◆ Work instruction:
Copy each line of the listing below exactly.

◆ Given records:
▽

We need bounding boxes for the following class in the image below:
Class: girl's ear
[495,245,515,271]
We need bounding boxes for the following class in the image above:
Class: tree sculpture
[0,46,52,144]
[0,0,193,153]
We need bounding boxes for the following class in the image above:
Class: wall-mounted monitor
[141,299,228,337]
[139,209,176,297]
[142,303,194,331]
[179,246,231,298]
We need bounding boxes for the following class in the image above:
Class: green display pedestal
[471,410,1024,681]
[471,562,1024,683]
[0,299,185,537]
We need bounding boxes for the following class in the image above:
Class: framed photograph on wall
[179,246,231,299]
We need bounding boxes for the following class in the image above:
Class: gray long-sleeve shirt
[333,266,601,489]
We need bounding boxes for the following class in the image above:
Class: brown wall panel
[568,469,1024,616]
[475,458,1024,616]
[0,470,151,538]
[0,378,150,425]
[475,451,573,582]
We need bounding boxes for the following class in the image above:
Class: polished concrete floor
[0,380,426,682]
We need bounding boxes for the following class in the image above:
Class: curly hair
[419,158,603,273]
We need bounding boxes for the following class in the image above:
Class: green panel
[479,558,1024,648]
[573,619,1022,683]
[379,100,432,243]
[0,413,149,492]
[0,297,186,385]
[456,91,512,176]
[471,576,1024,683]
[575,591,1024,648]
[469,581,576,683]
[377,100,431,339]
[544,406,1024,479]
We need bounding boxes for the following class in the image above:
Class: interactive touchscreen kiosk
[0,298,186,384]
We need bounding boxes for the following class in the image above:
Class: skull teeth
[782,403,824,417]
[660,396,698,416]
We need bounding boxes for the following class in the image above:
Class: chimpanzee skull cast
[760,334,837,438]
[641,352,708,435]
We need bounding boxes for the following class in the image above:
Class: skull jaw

△

◆ Reply to the task:
We need bounding boxes for the following class in the image below:
Class: girl's ear
[495,245,515,271]
We need bounding boxes for the following class in the image above:
Class: tree sculpture
[0,46,52,144]
[0,0,193,153]
We need bounding boxes for the following class in the image above:
Class: wall-mounted monitor
[141,299,228,337]
[139,209,176,297]
[142,303,194,331]
[179,246,231,298]
We need bounding boxes for the following class in the image above:
Class: green display pedestal
[471,410,1024,681]
[471,562,1024,683]
[0,299,185,537]
We need bounding boxes for the following class in the image above:
Class: framed photograph on wall
[179,246,231,299]
We need bounding boxes for the following class in the image above:
Class: gray long-sleeve shirt
[333,266,601,489]
We need bounding boxes for the following class in the image above:
Class: brown wall panel
[568,469,1024,616]
[475,458,1024,616]
[0,470,151,538]
[0,378,150,425]
[475,451,573,582]
We need bounding boxes for the following class in the image above:
Class: polished concrete floor
[0,380,426,682]
We need bounding boxes for the following class in the image above:
Class: curly hair
[419,158,603,273]
We need bounding boxes for the following class in the image above:
Class: green panel
[479,558,1024,648]
[573,619,1022,683]
[379,100,432,243]
[0,413,149,492]
[0,297,186,385]
[456,91,512,176]
[471,576,1024,683]
[575,591,1024,648]
[469,581,576,683]
[377,100,431,339]
[544,406,1024,479]
We need bounding boxes for the following class in the image above:
Class: interactive touchscreen kiosk
[0,298,186,384]
We need bounding boxes for the following class in the image above:
Class: skull teeth
[782,403,824,417]
[660,396,698,416]
We need bounding boxes for the following class in the image above:
Class: chimpanzee skull cast
[760,334,837,438]
[641,352,708,435]
We need bounding boxes for the following class in the image above:
Class: skull jaw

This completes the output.